- _TASK TO COMPLETE_
Below are the records. Gather each line that holds "jeans".

Items from a data source:
= = = = =

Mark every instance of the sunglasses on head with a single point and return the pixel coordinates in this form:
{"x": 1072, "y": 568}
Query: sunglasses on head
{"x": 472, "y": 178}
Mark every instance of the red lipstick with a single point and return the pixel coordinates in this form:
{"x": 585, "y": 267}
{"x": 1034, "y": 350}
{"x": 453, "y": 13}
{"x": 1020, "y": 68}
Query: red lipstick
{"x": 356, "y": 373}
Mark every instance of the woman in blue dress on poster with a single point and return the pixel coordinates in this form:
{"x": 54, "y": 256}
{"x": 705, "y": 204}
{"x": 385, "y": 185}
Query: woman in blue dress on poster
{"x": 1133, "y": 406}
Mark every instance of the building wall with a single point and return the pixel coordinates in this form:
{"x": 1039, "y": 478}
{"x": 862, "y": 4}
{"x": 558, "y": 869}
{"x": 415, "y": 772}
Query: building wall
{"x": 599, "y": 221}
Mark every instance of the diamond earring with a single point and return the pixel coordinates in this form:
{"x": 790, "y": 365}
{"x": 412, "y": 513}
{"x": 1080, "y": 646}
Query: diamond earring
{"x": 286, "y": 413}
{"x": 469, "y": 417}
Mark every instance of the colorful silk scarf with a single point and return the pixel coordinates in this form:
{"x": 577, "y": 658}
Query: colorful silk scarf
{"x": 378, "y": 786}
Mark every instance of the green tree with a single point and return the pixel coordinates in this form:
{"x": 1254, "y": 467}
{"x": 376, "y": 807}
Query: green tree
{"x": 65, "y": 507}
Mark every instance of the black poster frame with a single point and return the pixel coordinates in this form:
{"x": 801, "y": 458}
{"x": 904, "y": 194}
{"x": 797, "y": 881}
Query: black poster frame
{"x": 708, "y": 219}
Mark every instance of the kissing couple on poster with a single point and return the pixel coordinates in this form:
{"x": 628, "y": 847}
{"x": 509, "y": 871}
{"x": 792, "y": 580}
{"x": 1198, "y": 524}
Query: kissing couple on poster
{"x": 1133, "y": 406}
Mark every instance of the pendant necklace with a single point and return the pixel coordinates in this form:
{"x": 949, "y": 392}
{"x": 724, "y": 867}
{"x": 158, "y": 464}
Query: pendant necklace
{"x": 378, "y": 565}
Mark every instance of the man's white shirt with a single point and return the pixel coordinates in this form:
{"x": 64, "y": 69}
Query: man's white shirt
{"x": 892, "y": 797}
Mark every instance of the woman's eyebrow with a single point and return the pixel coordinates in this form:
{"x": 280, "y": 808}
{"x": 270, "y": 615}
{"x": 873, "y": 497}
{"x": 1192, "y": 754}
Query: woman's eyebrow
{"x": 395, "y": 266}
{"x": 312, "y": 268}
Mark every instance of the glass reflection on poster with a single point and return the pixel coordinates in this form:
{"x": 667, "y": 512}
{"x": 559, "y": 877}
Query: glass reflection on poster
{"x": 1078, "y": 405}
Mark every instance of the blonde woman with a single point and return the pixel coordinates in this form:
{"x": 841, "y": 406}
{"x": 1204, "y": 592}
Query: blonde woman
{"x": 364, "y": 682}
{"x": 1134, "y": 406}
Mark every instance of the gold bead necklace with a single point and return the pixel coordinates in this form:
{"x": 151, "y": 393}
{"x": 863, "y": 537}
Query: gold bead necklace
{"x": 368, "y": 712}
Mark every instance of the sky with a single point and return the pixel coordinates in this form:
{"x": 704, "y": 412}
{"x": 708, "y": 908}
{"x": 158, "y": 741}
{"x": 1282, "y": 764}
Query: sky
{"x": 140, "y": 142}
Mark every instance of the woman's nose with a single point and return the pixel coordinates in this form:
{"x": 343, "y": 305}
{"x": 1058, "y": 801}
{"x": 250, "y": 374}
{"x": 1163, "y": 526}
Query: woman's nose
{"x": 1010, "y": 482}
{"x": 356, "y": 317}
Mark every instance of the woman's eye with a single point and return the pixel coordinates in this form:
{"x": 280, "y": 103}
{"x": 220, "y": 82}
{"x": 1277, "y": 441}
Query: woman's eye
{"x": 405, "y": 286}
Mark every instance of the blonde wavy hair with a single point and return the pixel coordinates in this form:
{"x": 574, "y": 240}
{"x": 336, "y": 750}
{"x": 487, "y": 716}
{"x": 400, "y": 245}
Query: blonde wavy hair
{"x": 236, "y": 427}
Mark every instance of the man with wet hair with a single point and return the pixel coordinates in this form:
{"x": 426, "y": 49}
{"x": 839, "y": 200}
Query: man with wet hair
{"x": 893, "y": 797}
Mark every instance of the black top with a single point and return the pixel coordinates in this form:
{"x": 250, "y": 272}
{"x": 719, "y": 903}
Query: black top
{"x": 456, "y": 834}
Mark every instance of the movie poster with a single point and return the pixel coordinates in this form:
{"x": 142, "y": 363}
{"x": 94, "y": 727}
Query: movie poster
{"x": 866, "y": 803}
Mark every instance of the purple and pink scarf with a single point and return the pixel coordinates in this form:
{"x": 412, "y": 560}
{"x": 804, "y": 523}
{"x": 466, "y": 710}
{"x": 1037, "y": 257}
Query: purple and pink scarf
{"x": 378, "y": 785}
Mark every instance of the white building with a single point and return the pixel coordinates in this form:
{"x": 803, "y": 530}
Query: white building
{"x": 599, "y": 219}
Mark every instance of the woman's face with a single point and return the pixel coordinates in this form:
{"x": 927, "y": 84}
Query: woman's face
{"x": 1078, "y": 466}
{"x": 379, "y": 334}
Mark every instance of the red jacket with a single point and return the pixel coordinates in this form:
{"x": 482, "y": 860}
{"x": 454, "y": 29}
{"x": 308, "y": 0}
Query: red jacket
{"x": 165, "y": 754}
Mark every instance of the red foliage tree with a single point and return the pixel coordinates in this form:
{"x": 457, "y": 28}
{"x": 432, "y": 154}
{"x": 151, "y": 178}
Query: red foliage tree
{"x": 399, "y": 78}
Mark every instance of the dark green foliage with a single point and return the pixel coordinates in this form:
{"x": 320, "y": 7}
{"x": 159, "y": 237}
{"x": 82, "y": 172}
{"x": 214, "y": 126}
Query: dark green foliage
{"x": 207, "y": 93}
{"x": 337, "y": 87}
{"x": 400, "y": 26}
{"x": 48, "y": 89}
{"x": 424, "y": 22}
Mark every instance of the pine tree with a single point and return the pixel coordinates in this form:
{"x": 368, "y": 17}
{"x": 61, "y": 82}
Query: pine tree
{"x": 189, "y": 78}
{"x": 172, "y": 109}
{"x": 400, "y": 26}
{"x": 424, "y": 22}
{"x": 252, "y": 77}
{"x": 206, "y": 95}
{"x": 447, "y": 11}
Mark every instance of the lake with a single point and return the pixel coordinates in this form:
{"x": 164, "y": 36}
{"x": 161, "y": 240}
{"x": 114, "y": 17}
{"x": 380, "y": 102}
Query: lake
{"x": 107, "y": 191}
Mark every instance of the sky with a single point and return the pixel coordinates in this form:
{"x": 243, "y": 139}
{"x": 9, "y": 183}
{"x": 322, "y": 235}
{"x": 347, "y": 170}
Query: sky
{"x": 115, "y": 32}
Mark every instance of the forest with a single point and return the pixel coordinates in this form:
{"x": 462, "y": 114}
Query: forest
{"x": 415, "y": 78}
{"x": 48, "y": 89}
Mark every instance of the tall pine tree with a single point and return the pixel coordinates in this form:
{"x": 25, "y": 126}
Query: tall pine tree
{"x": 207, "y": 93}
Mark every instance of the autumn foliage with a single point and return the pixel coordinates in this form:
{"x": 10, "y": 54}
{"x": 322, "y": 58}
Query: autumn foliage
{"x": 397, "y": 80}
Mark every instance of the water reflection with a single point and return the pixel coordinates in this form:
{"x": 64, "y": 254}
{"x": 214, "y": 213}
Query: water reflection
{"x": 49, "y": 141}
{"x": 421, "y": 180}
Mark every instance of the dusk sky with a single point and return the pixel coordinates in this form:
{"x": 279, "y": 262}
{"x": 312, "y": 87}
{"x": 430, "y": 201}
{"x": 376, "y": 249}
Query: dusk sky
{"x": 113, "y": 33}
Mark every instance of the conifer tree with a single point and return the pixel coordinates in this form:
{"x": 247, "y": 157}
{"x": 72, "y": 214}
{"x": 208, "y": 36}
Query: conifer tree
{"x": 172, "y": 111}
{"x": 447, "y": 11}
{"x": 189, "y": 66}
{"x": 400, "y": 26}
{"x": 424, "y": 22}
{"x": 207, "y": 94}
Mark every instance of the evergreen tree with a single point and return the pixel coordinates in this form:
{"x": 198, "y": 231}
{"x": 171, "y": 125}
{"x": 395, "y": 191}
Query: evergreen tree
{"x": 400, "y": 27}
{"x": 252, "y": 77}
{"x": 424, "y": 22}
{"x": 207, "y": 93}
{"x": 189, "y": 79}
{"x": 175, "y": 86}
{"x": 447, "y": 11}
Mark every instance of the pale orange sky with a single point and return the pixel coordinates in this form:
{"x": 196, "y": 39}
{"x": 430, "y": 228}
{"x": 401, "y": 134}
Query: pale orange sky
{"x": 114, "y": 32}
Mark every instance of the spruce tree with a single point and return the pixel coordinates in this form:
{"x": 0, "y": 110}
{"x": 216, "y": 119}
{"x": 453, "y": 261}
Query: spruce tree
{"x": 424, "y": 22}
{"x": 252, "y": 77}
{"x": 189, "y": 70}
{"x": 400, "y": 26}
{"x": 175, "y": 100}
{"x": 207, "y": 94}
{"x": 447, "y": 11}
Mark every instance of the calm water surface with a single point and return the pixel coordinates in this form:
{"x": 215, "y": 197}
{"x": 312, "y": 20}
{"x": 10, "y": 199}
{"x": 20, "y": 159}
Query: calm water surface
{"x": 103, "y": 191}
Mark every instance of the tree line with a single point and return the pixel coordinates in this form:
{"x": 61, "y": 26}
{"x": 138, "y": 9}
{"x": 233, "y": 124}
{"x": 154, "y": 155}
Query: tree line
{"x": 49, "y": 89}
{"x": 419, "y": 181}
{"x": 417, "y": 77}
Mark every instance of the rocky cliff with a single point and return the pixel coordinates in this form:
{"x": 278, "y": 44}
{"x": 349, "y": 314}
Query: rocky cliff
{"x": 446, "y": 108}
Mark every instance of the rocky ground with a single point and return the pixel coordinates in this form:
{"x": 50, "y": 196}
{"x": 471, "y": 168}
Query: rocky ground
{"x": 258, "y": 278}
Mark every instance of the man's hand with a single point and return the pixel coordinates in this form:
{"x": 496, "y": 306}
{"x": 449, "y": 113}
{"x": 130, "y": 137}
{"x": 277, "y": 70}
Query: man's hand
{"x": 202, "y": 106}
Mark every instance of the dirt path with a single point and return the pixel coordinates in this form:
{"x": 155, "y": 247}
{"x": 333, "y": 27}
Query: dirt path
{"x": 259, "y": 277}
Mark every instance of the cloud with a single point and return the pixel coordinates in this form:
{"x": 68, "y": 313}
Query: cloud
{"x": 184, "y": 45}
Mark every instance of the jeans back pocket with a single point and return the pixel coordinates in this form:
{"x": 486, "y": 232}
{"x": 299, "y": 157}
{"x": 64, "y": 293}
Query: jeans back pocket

= = = = =

- _ANSWER_
Mark every instance of the jeans back pocket with a single point and return the pixel coordinates in this form:
Query: jeans back pocket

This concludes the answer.